WORK REQUIRED: Write out all of the lines below again, switching every "white paw" to "front paw" and leaving everything else unchanged.

_ _ _ _

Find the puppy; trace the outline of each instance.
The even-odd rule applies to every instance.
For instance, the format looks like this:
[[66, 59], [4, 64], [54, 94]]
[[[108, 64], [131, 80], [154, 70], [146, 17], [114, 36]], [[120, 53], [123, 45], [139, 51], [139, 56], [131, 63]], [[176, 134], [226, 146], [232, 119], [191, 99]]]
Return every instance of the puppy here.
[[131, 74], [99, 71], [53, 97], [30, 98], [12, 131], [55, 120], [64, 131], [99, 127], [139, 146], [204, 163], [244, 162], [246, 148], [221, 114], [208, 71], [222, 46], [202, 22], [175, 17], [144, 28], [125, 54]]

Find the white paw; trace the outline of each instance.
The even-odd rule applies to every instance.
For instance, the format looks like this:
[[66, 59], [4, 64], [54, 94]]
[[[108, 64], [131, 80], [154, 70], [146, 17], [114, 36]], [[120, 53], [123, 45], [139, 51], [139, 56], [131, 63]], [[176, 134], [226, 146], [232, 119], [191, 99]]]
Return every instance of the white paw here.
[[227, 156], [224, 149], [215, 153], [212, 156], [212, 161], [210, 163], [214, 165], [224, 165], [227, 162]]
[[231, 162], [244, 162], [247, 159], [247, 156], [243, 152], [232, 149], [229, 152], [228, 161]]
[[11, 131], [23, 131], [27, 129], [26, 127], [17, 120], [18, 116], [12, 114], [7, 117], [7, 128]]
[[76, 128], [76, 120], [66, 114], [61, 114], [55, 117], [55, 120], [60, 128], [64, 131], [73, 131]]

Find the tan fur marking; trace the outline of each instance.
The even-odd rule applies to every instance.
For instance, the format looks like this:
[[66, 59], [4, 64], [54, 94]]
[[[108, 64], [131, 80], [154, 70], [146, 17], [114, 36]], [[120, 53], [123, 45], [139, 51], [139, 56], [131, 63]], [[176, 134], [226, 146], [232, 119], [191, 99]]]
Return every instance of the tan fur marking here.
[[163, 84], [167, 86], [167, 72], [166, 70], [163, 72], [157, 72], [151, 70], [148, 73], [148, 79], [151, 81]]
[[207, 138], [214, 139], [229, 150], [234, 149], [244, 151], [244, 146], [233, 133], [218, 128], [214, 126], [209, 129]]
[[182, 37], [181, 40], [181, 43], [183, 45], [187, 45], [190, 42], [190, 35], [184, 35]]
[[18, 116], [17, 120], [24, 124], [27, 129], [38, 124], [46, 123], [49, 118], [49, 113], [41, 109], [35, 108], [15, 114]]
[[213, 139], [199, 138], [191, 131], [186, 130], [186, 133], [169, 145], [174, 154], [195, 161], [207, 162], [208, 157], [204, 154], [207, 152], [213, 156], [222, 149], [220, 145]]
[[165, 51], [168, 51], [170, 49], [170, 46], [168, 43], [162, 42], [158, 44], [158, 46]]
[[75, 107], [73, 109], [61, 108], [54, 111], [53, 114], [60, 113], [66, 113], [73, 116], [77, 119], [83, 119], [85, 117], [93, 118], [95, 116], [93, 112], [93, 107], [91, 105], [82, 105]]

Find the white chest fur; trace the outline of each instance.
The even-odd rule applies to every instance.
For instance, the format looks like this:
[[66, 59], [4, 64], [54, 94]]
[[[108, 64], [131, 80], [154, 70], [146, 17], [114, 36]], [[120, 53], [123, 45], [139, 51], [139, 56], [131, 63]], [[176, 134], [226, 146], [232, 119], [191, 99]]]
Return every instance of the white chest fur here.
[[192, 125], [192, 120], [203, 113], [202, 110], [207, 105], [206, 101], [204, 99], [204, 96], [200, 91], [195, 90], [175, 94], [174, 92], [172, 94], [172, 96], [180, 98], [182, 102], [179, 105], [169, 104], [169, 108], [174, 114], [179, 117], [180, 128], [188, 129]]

_ _ _ _

SOLVED EXERCISE:
Find the puppy; trace the outline of each instance.
The even-odd rule applies to every instance.
For instance, the format looks like this:
[[66, 59], [4, 64], [54, 94]]
[[[108, 64], [131, 80], [154, 70], [146, 17], [114, 36]], [[120, 53], [123, 45], [139, 51], [139, 56], [131, 63]], [[176, 134], [226, 146], [232, 119], [191, 99]]]
Return every instance of the puppy here.
[[131, 74], [99, 71], [53, 97], [30, 98], [12, 131], [55, 120], [64, 131], [99, 127], [139, 146], [204, 163], [244, 162], [246, 148], [221, 114], [208, 71], [222, 46], [202, 22], [175, 17], [144, 28], [125, 54]]

Find the front paw; trace the outline of each instance.
The even-odd rule applies to every instance.
For instance, the format looks like this:
[[66, 59], [4, 64], [54, 94]]
[[[108, 64], [131, 80], [154, 70], [146, 17], [114, 36]], [[120, 53], [123, 45], [139, 51], [139, 56], [131, 63]], [[176, 134], [226, 146], [232, 119], [191, 99]]]
Return every instance of the front paw here.
[[227, 156], [224, 149], [215, 153], [212, 156], [212, 161], [210, 163], [214, 165], [224, 165], [227, 162]]
[[231, 162], [244, 162], [247, 159], [247, 156], [243, 152], [232, 149], [229, 152], [228, 161]]
[[11, 131], [23, 131], [27, 129], [26, 127], [17, 120], [18, 116], [12, 114], [7, 117], [7, 128]]
[[76, 128], [76, 120], [66, 114], [61, 114], [55, 117], [55, 120], [60, 128], [64, 131], [73, 131]]

Find the tan fur marking; trace the outline of each instance.
The even-odd rule applies to every instance.
For instance, the format looks like this:
[[66, 59], [4, 64], [54, 94]]
[[[108, 64], [131, 80], [154, 70], [146, 17], [114, 36]], [[120, 53], [123, 45], [139, 51], [139, 56], [131, 63]], [[176, 134], [226, 146], [232, 119], [191, 99]]]
Return every instance of the tan fur marking here.
[[163, 84], [167, 86], [167, 72], [166, 70], [163, 72], [157, 72], [151, 70], [148, 73], [148, 79], [151, 81]]
[[207, 138], [214, 139], [229, 150], [234, 149], [244, 151], [244, 146], [233, 133], [218, 128], [214, 126], [209, 129]]
[[182, 37], [181, 40], [181, 43], [183, 45], [187, 45], [190, 42], [190, 35], [184, 35]]
[[18, 116], [17, 120], [24, 124], [27, 129], [38, 124], [46, 123], [49, 118], [49, 113], [41, 109], [35, 108], [15, 114]]
[[213, 139], [199, 138], [191, 131], [186, 130], [186, 133], [169, 145], [174, 154], [195, 161], [207, 162], [208, 157], [204, 154], [207, 152], [213, 156], [222, 149], [220, 145]]
[[165, 51], [168, 51], [170, 49], [170, 46], [168, 43], [162, 42], [158, 44], [158, 46]]
[[75, 107], [73, 109], [61, 108], [54, 111], [53, 114], [60, 113], [66, 113], [73, 116], [77, 119], [83, 119], [85, 117], [93, 118], [95, 116], [93, 112], [93, 107], [91, 105], [82, 105]]

Find the white chest fur; trace the outline of each instance.
The even-odd rule applies to every instance.
For instance, the format looks like this:
[[66, 59], [4, 64], [54, 94]]
[[[108, 64], [131, 80], [154, 70], [146, 17], [114, 36]], [[120, 53], [123, 45], [139, 51], [139, 56], [131, 63]], [[176, 134], [226, 146], [232, 119], [191, 99]]]
Return every instance of the white chest fur here.
[[192, 125], [192, 120], [203, 113], [202, 110], [207, 105], [206, 101], [204, 99], [204, 96], [200, 91], [195, 90], [175, 94], [174, 92], [172, 94], [172, 96], [180, 98], [182, 102], [179, 105], [169, 104], [169, 108], [174, 114], [179, 117], [180, 128], [188, 129]]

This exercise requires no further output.